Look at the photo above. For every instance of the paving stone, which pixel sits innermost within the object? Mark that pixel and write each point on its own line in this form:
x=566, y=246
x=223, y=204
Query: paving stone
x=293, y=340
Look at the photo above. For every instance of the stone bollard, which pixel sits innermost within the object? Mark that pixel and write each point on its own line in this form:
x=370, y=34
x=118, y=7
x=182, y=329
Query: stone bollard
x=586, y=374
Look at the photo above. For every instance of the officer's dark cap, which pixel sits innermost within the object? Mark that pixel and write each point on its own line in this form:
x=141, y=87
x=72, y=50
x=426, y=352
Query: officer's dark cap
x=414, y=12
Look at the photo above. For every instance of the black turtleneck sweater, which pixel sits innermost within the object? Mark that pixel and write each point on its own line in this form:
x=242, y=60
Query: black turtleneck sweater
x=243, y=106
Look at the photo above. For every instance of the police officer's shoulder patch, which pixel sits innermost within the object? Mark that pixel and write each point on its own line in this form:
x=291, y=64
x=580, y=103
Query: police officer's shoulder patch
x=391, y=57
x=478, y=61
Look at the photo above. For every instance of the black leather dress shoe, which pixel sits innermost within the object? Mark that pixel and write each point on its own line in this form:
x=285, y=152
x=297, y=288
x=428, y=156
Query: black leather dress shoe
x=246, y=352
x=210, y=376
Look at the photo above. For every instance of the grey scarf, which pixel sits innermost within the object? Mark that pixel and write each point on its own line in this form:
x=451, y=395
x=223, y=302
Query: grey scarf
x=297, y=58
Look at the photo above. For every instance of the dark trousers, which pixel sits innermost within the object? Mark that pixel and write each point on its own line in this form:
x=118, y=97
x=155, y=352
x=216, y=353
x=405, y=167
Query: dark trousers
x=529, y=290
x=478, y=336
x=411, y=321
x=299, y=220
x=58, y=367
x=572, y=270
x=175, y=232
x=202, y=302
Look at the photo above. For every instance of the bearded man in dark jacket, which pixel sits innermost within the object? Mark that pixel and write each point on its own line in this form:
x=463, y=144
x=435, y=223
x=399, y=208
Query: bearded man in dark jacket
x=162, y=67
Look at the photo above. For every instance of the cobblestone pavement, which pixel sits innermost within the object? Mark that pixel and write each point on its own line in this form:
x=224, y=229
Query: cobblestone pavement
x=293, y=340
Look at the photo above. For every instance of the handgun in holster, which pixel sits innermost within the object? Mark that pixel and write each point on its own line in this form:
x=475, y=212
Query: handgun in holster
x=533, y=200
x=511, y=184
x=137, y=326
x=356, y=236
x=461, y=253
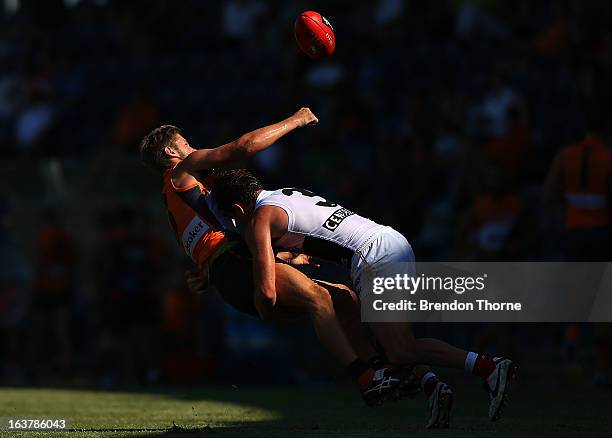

▬▬▬▬▬▬▬▬▬▬

» **YOUR INSTRUCTIONS**:
Rewrite the part of the entries that opens with the line containing "Look at the photo above. For every instance of the dark" and closes with the line containing "x=162, y=67", swapping "dark trousers" for "navy slacks" and leaving everything else as it is. Give only those lines.

» **SOLUTION BELOW**:
Look at the photo above. For every instance of the navy slacks, which pixel sits innermost within the object? Mark that pixel and write each point on its own line in this form:
x=118, y=97
x=155, y=352
x=216, y=353
x=405, y=167
Query: navy slacks
x=529, y=290
x=478, y=336
x=411, y=321
x=299, y=220
x=58, y=367
x=572, y=270
x=175, y=232
x=202, y=302
Look at the photo above. For every instance of the bearded man in dark jacket, which pixel sits innermost within the object? Mark that pixel and write each point on its own line in this form:
x=463, y=144
x=435, y=223
x=399, y=208
Query: bearded man in dark jacket
x=162, y=67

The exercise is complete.